*Goal*
Find the line that contains "For every instance of the elk hind". Repeat that line and all lines following it, exactly, through the end of the listing below.

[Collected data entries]
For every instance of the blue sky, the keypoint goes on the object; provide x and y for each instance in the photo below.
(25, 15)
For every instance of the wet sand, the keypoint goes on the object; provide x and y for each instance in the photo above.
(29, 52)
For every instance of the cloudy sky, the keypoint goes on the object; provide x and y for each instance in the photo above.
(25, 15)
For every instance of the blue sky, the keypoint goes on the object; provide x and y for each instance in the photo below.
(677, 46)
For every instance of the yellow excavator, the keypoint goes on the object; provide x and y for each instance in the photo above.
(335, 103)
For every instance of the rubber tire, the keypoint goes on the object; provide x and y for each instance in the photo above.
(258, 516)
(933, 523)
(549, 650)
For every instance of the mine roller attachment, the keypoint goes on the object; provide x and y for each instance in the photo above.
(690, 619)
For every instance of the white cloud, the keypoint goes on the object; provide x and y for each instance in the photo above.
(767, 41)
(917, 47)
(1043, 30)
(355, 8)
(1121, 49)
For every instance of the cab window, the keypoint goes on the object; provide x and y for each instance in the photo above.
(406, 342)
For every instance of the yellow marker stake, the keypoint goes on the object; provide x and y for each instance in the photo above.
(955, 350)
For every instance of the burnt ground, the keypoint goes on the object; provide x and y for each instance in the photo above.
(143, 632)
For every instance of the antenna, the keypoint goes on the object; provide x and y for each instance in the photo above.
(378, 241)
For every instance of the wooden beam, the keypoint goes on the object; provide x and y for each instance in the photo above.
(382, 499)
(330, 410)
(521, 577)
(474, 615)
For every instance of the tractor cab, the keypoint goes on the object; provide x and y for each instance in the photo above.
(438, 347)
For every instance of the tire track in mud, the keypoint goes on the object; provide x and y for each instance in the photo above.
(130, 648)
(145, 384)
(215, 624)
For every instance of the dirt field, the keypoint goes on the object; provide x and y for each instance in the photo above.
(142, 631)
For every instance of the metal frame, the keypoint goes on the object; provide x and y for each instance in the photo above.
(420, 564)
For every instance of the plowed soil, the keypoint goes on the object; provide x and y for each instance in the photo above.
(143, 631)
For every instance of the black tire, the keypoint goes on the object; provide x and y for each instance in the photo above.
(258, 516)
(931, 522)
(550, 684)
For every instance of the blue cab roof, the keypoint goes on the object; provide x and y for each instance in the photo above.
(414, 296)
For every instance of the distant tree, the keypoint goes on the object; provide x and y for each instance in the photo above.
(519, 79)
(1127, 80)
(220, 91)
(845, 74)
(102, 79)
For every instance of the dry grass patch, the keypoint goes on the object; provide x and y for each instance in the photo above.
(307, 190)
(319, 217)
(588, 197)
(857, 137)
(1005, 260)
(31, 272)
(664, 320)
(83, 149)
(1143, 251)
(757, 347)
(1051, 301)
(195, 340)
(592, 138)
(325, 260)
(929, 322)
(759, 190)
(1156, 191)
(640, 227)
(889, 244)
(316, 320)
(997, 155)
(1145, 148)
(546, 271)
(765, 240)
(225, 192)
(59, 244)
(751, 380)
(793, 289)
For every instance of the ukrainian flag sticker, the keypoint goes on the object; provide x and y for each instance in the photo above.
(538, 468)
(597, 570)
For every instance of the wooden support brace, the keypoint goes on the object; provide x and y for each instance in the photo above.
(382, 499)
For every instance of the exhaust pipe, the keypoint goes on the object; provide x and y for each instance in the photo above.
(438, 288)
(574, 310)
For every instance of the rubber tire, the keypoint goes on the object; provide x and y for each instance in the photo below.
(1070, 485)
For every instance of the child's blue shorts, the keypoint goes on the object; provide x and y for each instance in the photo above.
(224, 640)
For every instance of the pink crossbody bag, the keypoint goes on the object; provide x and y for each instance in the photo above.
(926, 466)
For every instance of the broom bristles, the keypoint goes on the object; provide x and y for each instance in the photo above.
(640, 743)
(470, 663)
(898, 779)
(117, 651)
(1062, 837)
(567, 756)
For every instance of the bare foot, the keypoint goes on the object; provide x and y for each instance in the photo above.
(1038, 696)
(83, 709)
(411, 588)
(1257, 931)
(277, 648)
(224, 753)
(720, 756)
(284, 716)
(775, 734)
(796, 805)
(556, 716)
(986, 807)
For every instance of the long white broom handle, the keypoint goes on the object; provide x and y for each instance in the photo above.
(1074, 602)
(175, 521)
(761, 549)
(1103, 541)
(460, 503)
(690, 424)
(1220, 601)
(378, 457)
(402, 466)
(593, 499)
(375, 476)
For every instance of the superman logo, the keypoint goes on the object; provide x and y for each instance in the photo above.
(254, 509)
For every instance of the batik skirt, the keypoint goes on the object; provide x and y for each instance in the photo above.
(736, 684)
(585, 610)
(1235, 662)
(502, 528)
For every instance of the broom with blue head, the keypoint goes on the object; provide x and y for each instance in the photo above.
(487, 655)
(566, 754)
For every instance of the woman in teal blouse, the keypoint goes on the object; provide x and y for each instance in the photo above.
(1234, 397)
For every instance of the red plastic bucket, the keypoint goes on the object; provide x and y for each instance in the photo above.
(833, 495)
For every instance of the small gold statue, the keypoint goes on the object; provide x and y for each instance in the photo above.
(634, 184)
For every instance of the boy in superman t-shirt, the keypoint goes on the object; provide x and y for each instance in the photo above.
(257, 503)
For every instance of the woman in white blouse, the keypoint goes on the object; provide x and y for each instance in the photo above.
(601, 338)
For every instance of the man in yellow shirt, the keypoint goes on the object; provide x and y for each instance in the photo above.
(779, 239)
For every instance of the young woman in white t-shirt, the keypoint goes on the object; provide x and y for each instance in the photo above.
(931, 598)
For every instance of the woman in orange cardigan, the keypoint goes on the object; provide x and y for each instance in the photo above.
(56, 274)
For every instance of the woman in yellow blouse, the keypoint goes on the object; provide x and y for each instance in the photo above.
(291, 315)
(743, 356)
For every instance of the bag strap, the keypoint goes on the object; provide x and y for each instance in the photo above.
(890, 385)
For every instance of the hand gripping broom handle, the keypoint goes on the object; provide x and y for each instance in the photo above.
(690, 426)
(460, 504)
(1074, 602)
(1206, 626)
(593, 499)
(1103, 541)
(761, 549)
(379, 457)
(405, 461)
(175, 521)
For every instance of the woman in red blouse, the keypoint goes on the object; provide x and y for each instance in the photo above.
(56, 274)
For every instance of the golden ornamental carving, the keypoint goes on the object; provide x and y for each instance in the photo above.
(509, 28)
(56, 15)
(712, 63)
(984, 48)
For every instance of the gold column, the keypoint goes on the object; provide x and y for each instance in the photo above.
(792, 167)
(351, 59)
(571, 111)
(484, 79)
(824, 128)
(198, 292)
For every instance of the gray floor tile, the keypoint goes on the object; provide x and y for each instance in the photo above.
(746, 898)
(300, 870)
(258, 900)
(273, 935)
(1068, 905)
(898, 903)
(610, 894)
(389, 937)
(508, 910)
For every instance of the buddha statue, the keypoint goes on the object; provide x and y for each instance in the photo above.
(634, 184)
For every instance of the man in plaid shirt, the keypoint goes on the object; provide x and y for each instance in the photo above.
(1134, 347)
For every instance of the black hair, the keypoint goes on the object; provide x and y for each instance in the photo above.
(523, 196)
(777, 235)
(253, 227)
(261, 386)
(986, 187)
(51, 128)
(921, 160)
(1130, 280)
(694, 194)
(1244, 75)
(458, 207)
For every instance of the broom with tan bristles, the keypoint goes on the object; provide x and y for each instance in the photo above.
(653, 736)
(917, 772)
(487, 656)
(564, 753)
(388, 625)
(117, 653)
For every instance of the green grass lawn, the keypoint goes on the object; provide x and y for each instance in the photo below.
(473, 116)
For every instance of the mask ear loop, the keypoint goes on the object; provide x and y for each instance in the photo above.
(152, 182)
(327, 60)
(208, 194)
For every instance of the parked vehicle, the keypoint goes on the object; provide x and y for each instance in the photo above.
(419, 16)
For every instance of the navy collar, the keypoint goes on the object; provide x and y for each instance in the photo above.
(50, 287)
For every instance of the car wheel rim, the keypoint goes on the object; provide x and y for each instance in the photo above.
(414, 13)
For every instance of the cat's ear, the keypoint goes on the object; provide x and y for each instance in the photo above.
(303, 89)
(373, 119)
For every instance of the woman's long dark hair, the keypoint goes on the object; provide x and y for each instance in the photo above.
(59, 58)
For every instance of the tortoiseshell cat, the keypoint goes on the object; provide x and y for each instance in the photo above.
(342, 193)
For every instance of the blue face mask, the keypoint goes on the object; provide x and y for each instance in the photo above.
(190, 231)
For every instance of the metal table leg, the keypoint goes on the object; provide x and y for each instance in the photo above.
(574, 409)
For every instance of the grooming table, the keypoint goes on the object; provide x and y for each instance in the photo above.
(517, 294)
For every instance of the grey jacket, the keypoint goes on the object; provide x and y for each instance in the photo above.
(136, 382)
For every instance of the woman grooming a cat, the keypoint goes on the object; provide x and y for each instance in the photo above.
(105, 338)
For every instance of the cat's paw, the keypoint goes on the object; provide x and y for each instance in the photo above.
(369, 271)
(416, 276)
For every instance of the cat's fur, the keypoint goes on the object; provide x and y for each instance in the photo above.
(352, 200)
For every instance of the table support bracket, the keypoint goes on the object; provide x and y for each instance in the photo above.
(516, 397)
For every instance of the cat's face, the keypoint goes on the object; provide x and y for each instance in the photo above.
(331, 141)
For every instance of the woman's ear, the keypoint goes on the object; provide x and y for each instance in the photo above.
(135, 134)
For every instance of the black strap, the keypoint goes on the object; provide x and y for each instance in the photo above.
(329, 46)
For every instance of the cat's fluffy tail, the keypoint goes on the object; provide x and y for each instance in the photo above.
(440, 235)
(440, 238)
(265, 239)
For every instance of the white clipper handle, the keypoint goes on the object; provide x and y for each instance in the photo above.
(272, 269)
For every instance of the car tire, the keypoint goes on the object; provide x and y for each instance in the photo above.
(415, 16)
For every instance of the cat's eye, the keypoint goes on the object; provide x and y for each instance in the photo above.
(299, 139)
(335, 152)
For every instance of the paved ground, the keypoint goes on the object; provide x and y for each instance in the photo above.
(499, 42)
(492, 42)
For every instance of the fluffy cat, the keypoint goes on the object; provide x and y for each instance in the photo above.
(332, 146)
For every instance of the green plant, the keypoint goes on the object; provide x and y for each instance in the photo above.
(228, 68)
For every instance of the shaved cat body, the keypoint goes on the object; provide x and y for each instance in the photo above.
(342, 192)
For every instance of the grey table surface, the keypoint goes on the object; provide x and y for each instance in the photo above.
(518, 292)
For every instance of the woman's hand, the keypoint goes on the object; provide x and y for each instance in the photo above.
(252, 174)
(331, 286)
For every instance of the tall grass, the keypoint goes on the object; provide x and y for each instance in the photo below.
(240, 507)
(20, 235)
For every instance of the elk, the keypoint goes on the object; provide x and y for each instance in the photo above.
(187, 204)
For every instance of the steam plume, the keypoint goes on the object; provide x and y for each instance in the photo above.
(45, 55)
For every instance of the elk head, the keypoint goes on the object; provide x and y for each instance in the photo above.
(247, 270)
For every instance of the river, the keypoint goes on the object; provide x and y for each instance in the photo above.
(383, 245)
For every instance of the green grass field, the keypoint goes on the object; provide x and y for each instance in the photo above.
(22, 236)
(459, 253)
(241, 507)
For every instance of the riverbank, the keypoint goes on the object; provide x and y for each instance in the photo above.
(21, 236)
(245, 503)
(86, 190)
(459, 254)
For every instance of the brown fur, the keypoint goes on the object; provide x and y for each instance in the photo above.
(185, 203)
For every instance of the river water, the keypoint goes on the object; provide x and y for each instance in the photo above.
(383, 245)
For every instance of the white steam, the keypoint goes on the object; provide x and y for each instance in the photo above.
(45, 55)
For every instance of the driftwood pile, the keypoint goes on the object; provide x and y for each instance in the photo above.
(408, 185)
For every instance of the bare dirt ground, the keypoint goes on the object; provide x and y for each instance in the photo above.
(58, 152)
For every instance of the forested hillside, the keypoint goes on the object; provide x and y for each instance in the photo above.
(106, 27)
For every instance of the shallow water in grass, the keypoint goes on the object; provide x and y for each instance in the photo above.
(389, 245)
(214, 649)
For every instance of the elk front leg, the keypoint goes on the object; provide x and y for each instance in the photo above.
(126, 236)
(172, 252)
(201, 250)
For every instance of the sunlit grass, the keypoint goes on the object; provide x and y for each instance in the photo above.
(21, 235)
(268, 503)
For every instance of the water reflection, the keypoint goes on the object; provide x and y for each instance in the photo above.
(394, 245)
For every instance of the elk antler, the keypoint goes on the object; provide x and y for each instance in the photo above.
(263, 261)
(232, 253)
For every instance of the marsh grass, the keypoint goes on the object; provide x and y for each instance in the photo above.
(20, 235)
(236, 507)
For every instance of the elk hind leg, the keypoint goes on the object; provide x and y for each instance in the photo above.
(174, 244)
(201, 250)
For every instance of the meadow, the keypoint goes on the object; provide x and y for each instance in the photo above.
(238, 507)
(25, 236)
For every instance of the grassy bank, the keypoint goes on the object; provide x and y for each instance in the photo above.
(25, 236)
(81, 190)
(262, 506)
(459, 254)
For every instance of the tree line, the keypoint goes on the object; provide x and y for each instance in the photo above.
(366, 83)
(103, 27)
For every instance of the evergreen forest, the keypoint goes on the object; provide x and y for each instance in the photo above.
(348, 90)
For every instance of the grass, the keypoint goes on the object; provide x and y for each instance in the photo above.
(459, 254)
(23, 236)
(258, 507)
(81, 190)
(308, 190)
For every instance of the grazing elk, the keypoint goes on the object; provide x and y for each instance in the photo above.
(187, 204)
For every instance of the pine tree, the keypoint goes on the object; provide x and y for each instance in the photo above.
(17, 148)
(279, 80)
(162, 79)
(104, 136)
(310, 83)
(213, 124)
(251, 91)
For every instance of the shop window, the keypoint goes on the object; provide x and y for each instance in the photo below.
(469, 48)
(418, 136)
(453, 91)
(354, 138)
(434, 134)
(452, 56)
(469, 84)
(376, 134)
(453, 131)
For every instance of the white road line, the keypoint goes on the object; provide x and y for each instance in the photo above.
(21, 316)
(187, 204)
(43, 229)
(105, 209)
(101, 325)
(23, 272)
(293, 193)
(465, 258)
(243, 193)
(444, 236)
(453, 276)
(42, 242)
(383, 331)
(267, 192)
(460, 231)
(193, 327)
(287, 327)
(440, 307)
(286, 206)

*Problem solution*
For every instance of the elk hind leg, the keypoint goes on the object; provide x and y for each instance in the photo above.
(174, 244)
(201, 250)
For every instance of the meadow, the keypoint goes on the object; provide x and y for each instance in the photo above.
(238, 507)
(25, 236)
For every instance of the grassy bank, the keypoint goes on the object; provide x and y for each instance in the photo above.
(25, 236)
(81, 190)
(262, 506)
(459, 254)
For every instance of the tree line, the keypoint goes on the object; provide x and y for each instance in the photo above.
(366, 83)
(103, 27)
For every instance of the evergreen forest, the keypoint goes on the object; provide x and y for each instance in the photo above.
(348, 90)
For every instance of the grass, the keypoint goes on the object; provide x and y for each instance in the photo above.
(459, 254)
(23, 236)
(258, 507)
(81, 190)
(308, 190)
For every instance of the grazing elk, the keypoint goes on the object; provide x and y for each instance in the photo above.
(187, 204)
For every instance of the pine tree, the keypoint goes on the object; provide x and y for each instance in the photo above.
(17, 148)
(279, 80)
(162, 79)
(104, 136)
(310, 83)
(213, 124)
(251, 91)
For every instance of the shop window, the keypoint goes on the object; provide x and y for each instance in the photo below.
(469, 48)
(418, 136)
(453, 91)
(354, 138)
(434, 134)
(452, 56)
(469, 84)
(376, 134)
(453, 131)
For every instance of the white road line, the keypoint goes on the object; provide x and y for each instance in the photo above.
(21, 316)
(187, 204)
(43, 229)
(105, 209)
(101, 325)
(23, 272)
(293, 193)
(465, 258)
(243, 193)
(444, 236)
(453, 276)
(42, 242)
(383, 331)
(267, 192)
(460, 231)
(193, 327)
(287, 327)
(440, 307)
(286, 206)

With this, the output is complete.